=== Source passage ===

For almost two decades, David Firth has been delighting and disgusting viewers in equal measure. His artistic style has evolved to create strange and intricate dreamscapes, operating according to their own set of rules, but it is his most minimalistic creation, Salad Fingers, who still seems to capture the audience’s imagination best.
I’ve written about the animation boom of the early 2000s before. The advent of online video presented developing animators with opportunities to build an audience with quick (and often dirty) short films, feature style and substance that would never make it out of a major studio. Sites like Newgrounds and YouTube catapulted creators like OneyNG, Harry Partridge and Doncaster’s finest, David Firth, into public notoriety, accruing millions of views on acerbic, gruesome content.
With the privatisation of the digital commons, though, animated films which once were able – for better or worse – to instantly accrue large viewership have increasingly been pushed away from its top-table. The potent blend of other-worldly characters, visceral special effects, and abrasive or vulgar humour which made many names in the boom of early YouTube swiftly fell out of favour with the site’s advertisers – and censorship and demonetisation has increasingly starved many animators off the platform.

===

#### Set of tasks:
1/ Return the David Firth passage word for word, from "For almost two" to "acerbic, gruesome content.".
2/ Resume the David Firth passage after its last sentence, writing on in the same voice.

=== Record extracts ===

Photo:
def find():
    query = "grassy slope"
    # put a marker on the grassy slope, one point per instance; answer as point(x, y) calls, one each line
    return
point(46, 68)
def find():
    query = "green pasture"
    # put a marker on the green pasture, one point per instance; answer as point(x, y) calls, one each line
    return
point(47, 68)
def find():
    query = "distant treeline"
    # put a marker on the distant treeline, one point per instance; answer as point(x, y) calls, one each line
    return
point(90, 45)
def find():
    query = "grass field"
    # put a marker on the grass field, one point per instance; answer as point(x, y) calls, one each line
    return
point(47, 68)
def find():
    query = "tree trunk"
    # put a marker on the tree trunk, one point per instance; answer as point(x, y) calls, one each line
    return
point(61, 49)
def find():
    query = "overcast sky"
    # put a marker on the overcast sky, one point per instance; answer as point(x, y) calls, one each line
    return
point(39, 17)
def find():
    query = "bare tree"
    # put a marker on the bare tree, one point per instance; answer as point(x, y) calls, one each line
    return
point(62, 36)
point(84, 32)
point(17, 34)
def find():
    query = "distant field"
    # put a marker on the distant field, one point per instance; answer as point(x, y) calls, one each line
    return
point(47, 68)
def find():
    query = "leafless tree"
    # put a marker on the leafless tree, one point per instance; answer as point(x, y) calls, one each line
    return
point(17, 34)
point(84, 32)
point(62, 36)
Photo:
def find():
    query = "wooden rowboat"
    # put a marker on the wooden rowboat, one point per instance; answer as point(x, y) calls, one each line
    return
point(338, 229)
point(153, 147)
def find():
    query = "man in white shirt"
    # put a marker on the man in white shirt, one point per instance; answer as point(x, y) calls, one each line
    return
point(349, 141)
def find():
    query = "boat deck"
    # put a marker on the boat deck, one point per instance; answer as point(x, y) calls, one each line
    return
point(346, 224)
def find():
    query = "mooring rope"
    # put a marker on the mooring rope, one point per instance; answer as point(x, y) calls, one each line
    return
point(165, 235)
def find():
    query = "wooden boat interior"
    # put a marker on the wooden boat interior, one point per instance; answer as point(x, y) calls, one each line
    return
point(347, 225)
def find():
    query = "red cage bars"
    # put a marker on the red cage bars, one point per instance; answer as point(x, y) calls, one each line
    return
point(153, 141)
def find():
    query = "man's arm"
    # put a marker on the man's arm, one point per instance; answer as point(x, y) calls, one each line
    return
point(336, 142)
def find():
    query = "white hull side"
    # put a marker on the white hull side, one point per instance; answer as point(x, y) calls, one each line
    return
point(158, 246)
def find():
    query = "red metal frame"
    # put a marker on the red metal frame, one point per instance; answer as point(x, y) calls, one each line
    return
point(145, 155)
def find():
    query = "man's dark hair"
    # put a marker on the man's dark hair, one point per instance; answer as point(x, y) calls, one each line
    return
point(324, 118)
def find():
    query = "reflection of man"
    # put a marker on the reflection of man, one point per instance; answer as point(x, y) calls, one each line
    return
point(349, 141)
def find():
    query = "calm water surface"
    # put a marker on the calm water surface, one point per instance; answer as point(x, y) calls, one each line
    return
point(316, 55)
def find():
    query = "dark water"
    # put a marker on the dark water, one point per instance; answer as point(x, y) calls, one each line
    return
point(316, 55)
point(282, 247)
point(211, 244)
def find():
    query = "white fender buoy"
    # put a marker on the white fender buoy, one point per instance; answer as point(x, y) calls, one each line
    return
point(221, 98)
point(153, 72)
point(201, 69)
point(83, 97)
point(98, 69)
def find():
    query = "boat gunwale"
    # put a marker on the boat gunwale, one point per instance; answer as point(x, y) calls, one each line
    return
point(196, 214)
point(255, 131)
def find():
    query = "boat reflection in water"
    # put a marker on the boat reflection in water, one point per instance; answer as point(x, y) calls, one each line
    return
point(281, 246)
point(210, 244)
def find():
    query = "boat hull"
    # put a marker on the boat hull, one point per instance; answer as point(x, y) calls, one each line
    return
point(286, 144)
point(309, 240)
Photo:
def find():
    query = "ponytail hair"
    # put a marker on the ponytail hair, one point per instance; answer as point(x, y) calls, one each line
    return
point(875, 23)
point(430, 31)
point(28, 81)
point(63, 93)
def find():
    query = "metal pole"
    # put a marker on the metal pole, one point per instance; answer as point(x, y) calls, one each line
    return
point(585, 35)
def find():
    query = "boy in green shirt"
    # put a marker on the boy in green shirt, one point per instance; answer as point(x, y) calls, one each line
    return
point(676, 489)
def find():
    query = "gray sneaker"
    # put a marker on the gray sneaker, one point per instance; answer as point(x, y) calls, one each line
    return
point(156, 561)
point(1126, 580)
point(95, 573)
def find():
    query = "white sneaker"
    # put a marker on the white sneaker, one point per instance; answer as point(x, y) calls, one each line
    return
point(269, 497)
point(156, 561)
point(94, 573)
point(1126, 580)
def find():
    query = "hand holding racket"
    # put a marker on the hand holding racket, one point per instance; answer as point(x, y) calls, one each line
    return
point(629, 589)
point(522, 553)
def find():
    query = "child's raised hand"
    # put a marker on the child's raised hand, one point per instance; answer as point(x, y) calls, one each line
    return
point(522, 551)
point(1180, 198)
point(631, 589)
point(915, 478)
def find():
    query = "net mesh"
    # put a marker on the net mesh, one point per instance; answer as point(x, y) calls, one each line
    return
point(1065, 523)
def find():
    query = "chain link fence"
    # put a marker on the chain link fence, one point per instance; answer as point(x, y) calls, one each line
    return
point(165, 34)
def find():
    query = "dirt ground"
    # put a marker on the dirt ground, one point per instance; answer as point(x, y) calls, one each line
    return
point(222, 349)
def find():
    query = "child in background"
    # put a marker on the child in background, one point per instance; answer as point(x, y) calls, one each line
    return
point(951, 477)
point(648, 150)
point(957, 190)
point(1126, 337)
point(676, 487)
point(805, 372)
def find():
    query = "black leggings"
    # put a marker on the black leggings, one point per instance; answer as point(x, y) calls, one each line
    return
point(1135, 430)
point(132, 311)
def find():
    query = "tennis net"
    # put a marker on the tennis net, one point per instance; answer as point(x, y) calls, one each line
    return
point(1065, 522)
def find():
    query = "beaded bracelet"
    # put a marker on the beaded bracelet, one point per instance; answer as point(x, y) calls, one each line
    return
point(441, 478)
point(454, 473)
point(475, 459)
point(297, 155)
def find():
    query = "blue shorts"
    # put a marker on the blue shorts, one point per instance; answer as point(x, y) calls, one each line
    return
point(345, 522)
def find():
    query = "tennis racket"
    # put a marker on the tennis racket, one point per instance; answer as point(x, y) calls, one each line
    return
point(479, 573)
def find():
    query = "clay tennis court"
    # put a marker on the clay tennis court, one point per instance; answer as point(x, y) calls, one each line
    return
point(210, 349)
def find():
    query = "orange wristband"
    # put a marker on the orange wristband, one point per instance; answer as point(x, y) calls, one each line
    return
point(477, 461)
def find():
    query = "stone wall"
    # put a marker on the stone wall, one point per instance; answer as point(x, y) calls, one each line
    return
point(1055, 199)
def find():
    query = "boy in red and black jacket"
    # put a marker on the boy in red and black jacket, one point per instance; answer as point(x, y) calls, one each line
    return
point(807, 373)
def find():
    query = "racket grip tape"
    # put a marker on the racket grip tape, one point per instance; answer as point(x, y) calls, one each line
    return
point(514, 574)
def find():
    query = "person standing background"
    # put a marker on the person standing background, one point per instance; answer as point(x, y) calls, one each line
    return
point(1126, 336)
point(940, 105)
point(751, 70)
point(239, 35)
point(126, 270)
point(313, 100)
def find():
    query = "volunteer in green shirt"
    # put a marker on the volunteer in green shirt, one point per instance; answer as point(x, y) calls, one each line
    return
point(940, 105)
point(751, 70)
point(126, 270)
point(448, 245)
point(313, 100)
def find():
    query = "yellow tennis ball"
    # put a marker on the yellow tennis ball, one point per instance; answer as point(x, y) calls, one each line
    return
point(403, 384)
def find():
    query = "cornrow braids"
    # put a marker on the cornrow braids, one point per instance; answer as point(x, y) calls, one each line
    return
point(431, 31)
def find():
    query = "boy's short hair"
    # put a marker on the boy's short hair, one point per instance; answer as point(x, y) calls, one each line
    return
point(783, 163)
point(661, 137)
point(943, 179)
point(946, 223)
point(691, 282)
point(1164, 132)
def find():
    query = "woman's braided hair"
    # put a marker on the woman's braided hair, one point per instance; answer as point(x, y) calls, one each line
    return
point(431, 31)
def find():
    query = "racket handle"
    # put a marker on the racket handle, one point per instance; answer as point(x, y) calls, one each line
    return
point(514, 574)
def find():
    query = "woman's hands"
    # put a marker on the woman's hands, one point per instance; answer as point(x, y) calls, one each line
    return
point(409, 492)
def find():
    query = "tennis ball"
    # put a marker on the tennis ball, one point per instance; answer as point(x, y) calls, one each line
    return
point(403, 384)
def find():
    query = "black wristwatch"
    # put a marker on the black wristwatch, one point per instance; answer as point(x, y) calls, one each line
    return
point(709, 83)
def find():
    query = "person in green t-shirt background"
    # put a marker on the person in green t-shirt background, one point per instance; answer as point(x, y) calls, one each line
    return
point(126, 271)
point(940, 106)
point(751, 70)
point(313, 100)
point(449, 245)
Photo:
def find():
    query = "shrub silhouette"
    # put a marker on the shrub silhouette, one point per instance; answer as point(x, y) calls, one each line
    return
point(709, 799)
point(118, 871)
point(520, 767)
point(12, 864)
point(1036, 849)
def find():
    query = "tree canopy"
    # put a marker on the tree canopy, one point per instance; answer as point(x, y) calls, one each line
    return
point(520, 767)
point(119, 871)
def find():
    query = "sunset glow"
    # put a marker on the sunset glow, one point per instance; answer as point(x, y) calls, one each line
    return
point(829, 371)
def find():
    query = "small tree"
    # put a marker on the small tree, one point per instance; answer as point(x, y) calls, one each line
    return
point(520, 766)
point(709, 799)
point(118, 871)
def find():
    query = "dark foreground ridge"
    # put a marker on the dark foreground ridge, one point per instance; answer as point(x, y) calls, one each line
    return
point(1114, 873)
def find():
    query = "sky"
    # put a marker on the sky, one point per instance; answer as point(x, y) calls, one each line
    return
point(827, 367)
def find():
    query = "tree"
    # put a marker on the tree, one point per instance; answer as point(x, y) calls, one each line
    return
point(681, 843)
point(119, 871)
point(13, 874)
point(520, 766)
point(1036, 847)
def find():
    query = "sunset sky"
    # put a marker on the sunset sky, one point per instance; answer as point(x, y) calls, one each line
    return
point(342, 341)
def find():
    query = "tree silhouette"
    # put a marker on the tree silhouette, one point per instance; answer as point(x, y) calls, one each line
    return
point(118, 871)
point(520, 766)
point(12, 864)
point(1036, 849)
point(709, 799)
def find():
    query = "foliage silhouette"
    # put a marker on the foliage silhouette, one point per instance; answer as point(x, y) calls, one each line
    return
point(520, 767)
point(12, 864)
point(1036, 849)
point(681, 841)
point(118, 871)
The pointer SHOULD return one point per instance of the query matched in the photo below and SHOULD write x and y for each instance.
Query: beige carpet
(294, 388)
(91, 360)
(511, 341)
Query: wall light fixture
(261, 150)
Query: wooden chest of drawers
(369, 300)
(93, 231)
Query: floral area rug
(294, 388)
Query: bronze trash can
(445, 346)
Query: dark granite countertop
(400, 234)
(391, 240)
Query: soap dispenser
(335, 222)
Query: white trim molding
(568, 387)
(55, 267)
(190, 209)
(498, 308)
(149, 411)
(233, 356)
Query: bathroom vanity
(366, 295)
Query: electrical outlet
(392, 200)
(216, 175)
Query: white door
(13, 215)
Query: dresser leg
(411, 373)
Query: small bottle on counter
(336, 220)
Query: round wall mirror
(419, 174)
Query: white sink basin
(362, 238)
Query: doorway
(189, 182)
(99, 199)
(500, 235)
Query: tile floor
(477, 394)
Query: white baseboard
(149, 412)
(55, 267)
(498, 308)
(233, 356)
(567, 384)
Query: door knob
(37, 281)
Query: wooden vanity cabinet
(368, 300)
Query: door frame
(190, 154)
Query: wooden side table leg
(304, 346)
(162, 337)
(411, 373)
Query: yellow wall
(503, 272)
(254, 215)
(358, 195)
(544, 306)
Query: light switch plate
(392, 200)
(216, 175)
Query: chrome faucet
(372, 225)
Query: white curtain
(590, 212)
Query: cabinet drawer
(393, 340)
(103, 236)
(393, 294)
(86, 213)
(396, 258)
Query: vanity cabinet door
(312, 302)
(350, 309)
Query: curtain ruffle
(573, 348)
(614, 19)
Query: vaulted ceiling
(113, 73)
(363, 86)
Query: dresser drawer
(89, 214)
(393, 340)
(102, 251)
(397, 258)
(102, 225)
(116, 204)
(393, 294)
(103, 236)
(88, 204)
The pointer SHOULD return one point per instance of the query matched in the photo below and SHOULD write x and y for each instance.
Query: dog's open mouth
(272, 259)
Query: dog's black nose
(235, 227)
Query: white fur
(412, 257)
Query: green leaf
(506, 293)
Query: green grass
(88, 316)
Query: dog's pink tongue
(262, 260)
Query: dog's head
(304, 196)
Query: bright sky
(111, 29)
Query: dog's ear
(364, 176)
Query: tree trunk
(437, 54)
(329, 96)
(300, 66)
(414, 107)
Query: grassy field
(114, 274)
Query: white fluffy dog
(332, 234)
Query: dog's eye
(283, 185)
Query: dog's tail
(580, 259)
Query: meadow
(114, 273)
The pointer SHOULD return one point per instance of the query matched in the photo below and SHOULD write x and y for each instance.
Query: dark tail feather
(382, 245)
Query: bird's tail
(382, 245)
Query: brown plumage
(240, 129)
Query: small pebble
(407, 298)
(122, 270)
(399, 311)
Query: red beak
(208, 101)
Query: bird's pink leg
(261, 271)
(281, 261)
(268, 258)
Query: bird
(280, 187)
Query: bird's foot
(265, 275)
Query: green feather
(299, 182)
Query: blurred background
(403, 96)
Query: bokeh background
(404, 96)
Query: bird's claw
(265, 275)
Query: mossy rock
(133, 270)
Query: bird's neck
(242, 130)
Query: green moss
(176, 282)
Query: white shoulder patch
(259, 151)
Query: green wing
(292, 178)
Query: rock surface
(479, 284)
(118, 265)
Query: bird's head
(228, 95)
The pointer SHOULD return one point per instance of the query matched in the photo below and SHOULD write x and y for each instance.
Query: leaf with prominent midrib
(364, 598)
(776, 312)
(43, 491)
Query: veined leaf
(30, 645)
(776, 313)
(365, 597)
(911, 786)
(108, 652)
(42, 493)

===

#### Answers per task:
1/
For almost two decades, David Firth has been delighting and disgusting viewers in equal measure. His artistic style has evolved to create strange and intricate dreamscapes, operating according to their own set of rules, but it is his most minimalistic creation, Salad Fingers, who still seems to capture the audience’s imagination best.
I’ve written about the animation boom of the early 2000s before. The advent of online video presented developing animators with opportunities to build an audience with quick (and often dirty) short films, feature style and substance that would never make it out of a major studio. Sites like Newgrounds and YouTube catapulted creators like OneyNG, Harry Partridge and Doncaster’s finest, David Firth, into public notoriety, accruing millions of views on acerbic, gruesome content.

2/
As boom turned to bust, some creators moved into traditional media production. Examples include Zach Hadel and Michael Cusack who created the marvellously crass corporate wellness spoof Smiling Friends for Adult Swim, while Becky Sloan and Joe Pelling re-developed Don’t Hug Me I’m Scared’s horrific brand of visual bubble-gum for a Channel 4 run. But while David Firth has produced some material in this regard – including some shorts for Charlie Brooker’s Screenwipe which apparently startled the BBC slightly, appearing as Shrimp in Smiling Friends, and contributing an animated segment to Justin Roiland’s The Paloni Show! Halloween Special on Hulu (pre-allegations) – he is still primarily putting out fresh content digitally.
It’s difficult to understand exactly why that is. Firth’s body of work produced on a shoestring budget, and with the support of crowdfunding, is utterly stunning. You would think that producers would be beating down the door to have him work on film or television properties. But perhaps the problem lies in just how much say he is willing to compromise on his work for the sake of taste.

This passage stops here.